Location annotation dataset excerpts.
----
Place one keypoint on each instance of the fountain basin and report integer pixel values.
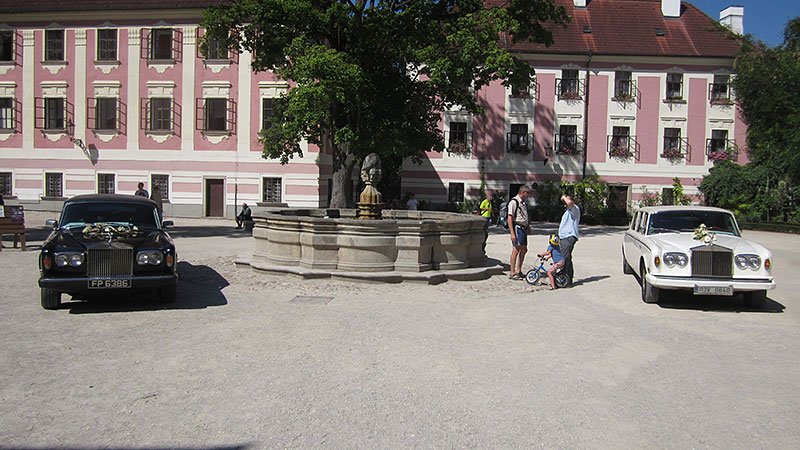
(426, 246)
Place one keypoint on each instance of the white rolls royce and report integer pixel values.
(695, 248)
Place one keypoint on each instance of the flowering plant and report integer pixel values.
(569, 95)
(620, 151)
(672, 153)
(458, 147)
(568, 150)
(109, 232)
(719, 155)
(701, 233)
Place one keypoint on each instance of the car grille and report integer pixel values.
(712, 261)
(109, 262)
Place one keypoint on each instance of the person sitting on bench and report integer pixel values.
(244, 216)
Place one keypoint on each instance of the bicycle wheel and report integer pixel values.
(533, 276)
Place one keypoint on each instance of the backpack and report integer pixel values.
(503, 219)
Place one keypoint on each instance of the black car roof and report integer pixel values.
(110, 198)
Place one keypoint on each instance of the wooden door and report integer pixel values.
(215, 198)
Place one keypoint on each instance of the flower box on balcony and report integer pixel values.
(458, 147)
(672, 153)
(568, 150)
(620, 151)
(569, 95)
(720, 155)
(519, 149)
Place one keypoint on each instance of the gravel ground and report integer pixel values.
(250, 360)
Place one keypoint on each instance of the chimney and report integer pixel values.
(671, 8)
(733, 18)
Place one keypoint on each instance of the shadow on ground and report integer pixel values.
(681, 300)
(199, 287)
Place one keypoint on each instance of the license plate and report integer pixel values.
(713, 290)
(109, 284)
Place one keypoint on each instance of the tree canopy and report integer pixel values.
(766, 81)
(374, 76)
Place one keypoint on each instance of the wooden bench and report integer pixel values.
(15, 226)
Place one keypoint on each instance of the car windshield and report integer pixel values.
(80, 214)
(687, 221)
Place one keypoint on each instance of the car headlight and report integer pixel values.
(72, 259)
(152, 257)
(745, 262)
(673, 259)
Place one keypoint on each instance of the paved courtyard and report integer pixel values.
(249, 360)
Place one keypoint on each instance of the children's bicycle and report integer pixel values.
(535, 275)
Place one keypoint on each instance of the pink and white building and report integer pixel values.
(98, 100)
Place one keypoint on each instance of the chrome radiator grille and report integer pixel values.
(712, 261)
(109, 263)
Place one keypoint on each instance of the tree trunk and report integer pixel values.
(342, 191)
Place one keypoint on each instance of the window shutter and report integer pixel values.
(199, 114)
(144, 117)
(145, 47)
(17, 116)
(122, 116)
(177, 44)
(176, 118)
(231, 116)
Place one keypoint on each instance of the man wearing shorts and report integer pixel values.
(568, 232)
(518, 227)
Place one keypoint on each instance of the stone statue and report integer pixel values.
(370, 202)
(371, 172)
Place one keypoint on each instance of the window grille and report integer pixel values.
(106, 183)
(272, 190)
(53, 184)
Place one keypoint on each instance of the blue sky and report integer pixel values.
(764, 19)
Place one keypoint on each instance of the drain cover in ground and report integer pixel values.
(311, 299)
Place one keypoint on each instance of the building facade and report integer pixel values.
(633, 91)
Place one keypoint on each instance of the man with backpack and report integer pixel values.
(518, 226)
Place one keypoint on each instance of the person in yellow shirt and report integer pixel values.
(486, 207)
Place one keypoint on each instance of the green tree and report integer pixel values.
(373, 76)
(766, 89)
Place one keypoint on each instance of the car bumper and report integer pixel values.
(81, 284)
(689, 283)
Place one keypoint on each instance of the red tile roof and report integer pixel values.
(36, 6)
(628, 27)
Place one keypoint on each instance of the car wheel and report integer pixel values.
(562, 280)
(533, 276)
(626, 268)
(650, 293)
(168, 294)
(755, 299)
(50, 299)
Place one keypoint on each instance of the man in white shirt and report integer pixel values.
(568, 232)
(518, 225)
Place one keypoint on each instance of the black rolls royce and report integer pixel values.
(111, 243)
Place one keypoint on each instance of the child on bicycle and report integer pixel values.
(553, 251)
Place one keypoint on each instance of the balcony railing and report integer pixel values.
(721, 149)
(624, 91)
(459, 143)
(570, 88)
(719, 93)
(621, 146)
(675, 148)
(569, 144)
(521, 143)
----
GOAL.
Update the lines starting at the one that contains "Place one keypoint on each instance of the window shutter" and ending at the final line of the entries, replacing "keypoint" with "marker" and leaving everything else unchanged.

SOLUTION.
Place one marker on each instance of the window shutter and report integer pixel values.
(199, 114)
(144, 117)
(145, 47)
(17, 116)
(122, 116)
(177, 44)
(176, 118)
(231, 116)
Place one marker on each instance of the man wearing shorts and report integer pixel values.
(568, 232)
(518, 227)
Place one marker on each instance of the stone statue and report integer pixel values.
(370, 202)
(371, 172)
Place one marker on each instance of the window grille and report integer pixel values.
(106, 183)
(272, 190)
(53, 184)
Place one marker on each instance of the blue sky and report integer pixel values.
(764, 19)
Place one marker on each instance of the drain cover in ground and report integer pixel values.
(311, 299)
Place one marker on each instance of the building facade and report integer pixel values.
(633, 91)
Place one marker on each instance of the man with backpack and report integer pixel values.
(518, 226)
Place one marker on each instance of the person in yellow shirt and report integer pixel values.
(486, 207)
Place one marker on each instance of the green tree and report integer pixel values.
(373, 76)
(766, 89)
Place one marker on each instance of the car bumper and report integer pixel values.
(81, 284)
(689, 283)
Place one marker on each instance of the red tile roof and report integer pixel values.
(36, 6)
(628, 27)
Place one marker on each instance of the car wheel and report integer pixel values.
(562, 280)
(533, 276)
(626, 268)
(650, 293)
(168, 294)
(755, 299)
(50, 299)
Place one marker on each instance of the man in white shirt and report integer pixel values.
(568, 232)
(518, 225)
Place one marker on each instance of the black rolls royce and report integer pixel values.
(111, 243)
Place one marker on each instance of the child on bicycle and report integer pixel values.
(553, 251)
Place one marker on each instance of the balcony railing and report integer pixel values.
(721, 149)
(624, 91)
(459, 143)
(570, 88)
(719, 93)
(621, 146)
(675, 148)
(569, 144)
(521, 143)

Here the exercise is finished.